(Source material begins)

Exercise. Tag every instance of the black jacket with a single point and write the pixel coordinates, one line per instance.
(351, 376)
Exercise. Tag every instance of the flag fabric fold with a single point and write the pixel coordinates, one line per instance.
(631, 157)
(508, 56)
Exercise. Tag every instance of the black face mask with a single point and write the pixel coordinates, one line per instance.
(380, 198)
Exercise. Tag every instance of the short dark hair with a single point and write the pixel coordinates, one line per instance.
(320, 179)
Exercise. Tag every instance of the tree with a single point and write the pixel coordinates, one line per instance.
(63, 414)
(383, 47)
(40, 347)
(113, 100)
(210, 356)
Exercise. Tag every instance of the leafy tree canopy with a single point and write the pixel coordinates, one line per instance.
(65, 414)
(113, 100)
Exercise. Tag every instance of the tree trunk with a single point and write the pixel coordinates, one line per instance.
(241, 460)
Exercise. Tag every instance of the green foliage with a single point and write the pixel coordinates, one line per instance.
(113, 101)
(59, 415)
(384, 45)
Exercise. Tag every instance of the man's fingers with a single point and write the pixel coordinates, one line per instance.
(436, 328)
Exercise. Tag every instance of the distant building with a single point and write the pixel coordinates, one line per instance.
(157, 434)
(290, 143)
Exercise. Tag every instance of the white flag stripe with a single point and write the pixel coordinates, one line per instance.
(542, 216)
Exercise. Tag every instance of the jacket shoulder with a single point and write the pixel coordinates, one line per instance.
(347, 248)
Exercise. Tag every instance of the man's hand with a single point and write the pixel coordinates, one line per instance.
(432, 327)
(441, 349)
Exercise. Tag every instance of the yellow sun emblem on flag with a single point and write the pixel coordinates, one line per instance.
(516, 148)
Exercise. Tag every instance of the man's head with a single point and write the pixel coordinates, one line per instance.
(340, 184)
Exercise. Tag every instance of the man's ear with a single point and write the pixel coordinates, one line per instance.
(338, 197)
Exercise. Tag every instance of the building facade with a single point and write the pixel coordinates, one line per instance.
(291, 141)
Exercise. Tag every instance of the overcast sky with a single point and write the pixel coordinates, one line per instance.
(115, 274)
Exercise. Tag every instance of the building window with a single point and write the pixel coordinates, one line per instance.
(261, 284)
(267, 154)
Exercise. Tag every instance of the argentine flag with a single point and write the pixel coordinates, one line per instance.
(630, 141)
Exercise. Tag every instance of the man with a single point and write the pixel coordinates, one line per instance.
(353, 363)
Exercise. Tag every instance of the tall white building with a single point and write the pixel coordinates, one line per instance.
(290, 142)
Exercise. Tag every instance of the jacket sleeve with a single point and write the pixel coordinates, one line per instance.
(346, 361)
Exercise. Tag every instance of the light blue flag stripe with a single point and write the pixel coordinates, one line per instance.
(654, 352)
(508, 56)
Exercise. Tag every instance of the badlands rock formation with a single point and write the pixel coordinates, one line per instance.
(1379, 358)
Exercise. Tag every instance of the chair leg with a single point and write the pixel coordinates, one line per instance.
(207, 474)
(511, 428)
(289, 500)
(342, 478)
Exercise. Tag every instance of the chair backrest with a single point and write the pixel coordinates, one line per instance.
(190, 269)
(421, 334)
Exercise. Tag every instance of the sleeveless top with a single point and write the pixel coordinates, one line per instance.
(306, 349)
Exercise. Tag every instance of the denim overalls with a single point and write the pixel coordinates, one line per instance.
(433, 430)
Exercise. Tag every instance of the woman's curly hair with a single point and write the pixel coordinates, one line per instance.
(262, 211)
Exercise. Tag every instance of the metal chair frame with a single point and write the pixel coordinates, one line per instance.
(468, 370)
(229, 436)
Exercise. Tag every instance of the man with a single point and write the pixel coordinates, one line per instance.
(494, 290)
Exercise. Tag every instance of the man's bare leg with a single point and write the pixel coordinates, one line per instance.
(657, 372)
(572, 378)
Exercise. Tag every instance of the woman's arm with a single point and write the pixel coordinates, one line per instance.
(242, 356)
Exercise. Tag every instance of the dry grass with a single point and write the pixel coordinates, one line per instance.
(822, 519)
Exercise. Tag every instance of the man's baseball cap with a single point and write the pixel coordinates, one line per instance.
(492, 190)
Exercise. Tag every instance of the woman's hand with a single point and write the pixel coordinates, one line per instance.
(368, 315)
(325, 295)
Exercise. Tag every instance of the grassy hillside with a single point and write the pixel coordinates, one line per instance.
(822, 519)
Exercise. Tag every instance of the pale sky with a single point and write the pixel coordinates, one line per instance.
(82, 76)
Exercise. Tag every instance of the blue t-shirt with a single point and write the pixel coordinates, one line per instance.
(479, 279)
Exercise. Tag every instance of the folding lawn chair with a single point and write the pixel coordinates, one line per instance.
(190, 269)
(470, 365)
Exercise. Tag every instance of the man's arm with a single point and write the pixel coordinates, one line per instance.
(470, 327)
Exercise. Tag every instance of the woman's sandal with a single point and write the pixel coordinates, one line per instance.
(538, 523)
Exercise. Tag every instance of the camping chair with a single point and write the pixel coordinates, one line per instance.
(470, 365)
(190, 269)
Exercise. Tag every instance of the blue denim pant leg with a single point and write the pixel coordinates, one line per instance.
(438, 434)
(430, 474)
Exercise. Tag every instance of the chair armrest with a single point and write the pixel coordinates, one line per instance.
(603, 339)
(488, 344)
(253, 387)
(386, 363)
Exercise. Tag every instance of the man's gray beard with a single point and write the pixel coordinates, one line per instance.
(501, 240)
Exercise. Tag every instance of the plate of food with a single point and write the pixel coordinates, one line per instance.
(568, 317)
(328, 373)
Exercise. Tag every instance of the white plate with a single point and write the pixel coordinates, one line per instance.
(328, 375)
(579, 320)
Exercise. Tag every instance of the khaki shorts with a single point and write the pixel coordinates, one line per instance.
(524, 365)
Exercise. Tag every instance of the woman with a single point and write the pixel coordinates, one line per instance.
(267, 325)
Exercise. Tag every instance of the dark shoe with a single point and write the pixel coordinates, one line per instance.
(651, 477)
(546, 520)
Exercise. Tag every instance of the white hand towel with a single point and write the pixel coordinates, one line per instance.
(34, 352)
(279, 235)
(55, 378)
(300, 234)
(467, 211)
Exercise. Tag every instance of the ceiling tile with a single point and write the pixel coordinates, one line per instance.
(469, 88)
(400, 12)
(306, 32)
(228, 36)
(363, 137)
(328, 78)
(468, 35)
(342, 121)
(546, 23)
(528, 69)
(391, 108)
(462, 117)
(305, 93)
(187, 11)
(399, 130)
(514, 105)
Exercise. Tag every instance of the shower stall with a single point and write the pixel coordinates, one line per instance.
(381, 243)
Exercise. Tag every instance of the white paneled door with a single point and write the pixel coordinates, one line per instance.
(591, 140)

(Source material ends)

[Exercise]
Each line above must be returned exactly as written.

[Response area]
Exercise. Tag every instance of the black jacket with a single point and write the pixel coordinates, one line per instance.
(351, 376)
Exercise. Tag every instance of the flag fabric fold with a single point and write the pixel coordinates, one line per instance.
(631, 157)
(508, 56)
Exercise. Tag every instance of the black face mask with a single point and write the pixel coordinates, one line per instance.
(380, 198)
Exercise. Tag every instance of the short dark hair with a single point and write the pixel coordinates, one line per instance.
(320, 179)
Exercise. Tag every instance of the tree with a single point and write the pixel coordinates, one line per instance.
(63, 414)
(383, 47)
(40, 347)
(113, 100)
(210, 356)
Exercise. Tag every instance of the leafy tree canopy with a single point and write the pixel coordinates, one line per instance.
(65, 414)
(113, 100)
Exercise. Tag every instance of the tree trunk with a single point and write the pixel coordinates, one line per instance.
(241, 460)
Exercise. Tag every instance of the green foliage with a single point and write the pixel coordinates, one line per instance.
(113, 101)
(59, 415)
(384, 45)
Exercise. Tag every instance of the man's fingers with a single point and write the pixel coordinates, one line per instance.
(436, 328)
Exercise. Tag every instance of the distant building with a single point and write the pixel coordinates, one line per instance.
(157, 434)
(290, 143)
Exercise. Tag every instance of the white flag stripe with a single point and write the pixel coordinates, one line per instance.
(542, 216)
Exercise. Tag every instance of the jacket shoulder with a single point and write the pixel coordinates, one line per instance.
(347, 248)
Exercise. Tag every instance of the man's hand with a single point and write the pixel coordinates, one line per instance.
(432, 327)
(441, 349)
Exercise. Tag every instance of the yellow sun emblem on flag with a single point and write the pixel coordinates, one line per instance.
(516, 148)
Exercise. Tag every instance of the man's head with a single point and write the pixel coordinates, one line per instance.
(340, 184)
Exercise. Tag every instance of the man's ear with a single point and write the pixel coordinates, one line per instance.
(338, 197)
Exercise. Tag every instance of the building facade with a single point and write the pixel coordinates, one line per instance.
(291, 141)
Exercise. Tag every instance of the overcast sky with a single point and write the pixel coordinates, one line per instance.
(115, 274)
Exercise. Tag every instance of the building window with a single point and write the pixel coordinates, one line per instance.
(261, 284)
(267, 154)
Exercise. Tag every instance of the argentine flag with a single point and write the pixel coordinates, one line per instance.
(630, 141)
Exercise. Tag every instance of the man with a single point and write the pixel coordinates, one line per instance.
(353, 363)
Exercise. Tag every instance of the tall white building with a single point and write the pixel coordinates, one line per instance.
(290, 142)
Exercise. Tag every instance of the jacket sleeve with a single point and write the pixel coordinates, one line per instance.
(346, 361)
Exercise. Tag every instance of the light blue flag stripe with a single point and write the pixel coordinates, one line per instance.
(654, 352)
(508, 56)
Exercise. Tag every instance of the badlands rock formation with a single point and write the pixel coordinates, one line per instance.
(1379, 358)
Exercise. Tag every instance of the chair leg with a single point and write the pixel coordinates, one line per instance.
(207, 474)
(511, 428)
(289, 500)
(342, 478)
Exercise. Tag every instance of the chair backrest with a single point and write the pixel coordinates, one line per instance.
(190, 269)
(421, 334)
Exercise. Tag every instance of the sleeveless top with a single point and write the pixel coordinates, one line per instance.
(306, 349)
Exercise. Tag every instance of the denim overalls with a single point and write the pixel coordinates, one line per instance.
(433, 430)
Exercise. Tag every instance of the woman's curly hair with a single point and write the pixel coordinates, one line per instance.
(262, 211)
Exercise. Tag every instance of the metal chair frame with a single point and write the pixel coordinates, one line per instance.
(468, 370)
(229, 436)
Exercise. Tag every instance of the man with a single point and write the pixel coordinates, one line per instance.
(494, 290)
Exercise. Tag every instance of the man's bare leg with a single point and write the pixel coordinates, one line per instance.
(657, 372)
(572, 378)
Exercise. Tag every instance of the woman's arm with a single point and write the pixel coordinates, one line per instance.
(242, 356)
Exercise. Tag every instance of the dry grass with a single point and write the pixel coordinates, one line per instance.
(822, 519)
Exercise. Tag every instance of the man's baseball cap with a single point and write the pixel coordinates, one line per instance.
(492, 190)
Exercise. Tag every instance of the woman's hand with a single point and write the pixel coordinates, one line per instance.
(368, 315)
(325, 295)
Exercise. Tag every instance of the grassy hillside with a single point and write the pixel coordinates, one line per instance.
(822, 519)
Exercise. Tag every instance of the pale sky with a single point and write the pixel coordinates, one line per instance.
(82, 76)
Exercise. Tag every instance of the blue t-shirt with a single point and write the pixel coordinates, one line per instance.
(479, 279)
Exercise. Tag every instance of the folding lawn chair with a single point and write the pixel coordinates, one line per instance.
(190, 269)
(470, 365)
Exercise. Tag every instance of the man's arm with a single point and write the pixel coordinates, one line per instance.
(470, 327)
Exercise. Tag every instance of the woman's sandal with a single point and write the pixel coordinates, one line per instance.
(538, 523)
Exercise. Tag every instance of the camping chair with a single point and write the pixel coordinates, one line per instance.
(470, 365)
(190, 269)
Exercise. Tag every instance of the blue denim pant leg with a single point and write the pixel coordinates, one line per instance.
(438, 434)
(430, 474)
Exercise. Tag every instance of the chair armrest with a single point and write the pixel coordinates, one line per instance.
(603, 339)
(488, 344)
(253, 387)
(386, 363)
Exercise. Tag every instance of the man's gray beard with a single point and write the pixel coordinates, one line per instance.
(501, 240)
Exercise. Tag every instance of the plate of food with a single point and write the pixel coordinates, one line per instance.
(568, 317)
(328, 373)
Exercise. Tag every instance of the white plate with a single point and write the pixel coordinates, one line per instance.
(328, 375)
(579, 320)
Exercise. Tag every instance of the khaki shorts with a single point and write the pixel coordinates, one line per instance.
(524, 365)
Exercise. Tag every instance of the woman with a single point and write the pixel coordinates, one line per instance.
(267, 325)
Exercise. Tag every instance of the dark shoe with a single point and write the pixel coordinates, one line per instance.
(651, 477)
(546, 520)
Exercise. Tag every instance of the white hand towel with a single point and write the pixel coordinates, one line per instance.
(34, 352)
(279, 235)
(55, 378)
(300, 234)
(467, 211)
Exercise. Tag every instance of the ceiling tile with a single point and write the pixel coordinates, one line per instance.
(469, 88)
(400, 12)
(306, 32)
(228, 36)
(363, 137)
(328, 78)
(468, 35)
(342, 121)
(546, 23)
(528, 69)
(391, 108)
(462, 117)
(305, 93)
(187, 11)
(399, 130)
(514, 105)
Exercise. Tag every instance of the shower stall with a single point and write the pixel coordinates, one line per instance.
(381, 243)
Exercise. Tag every instance of the white paneled door with a single point and write the pixel coordinates, one line per instance.
(591, 140)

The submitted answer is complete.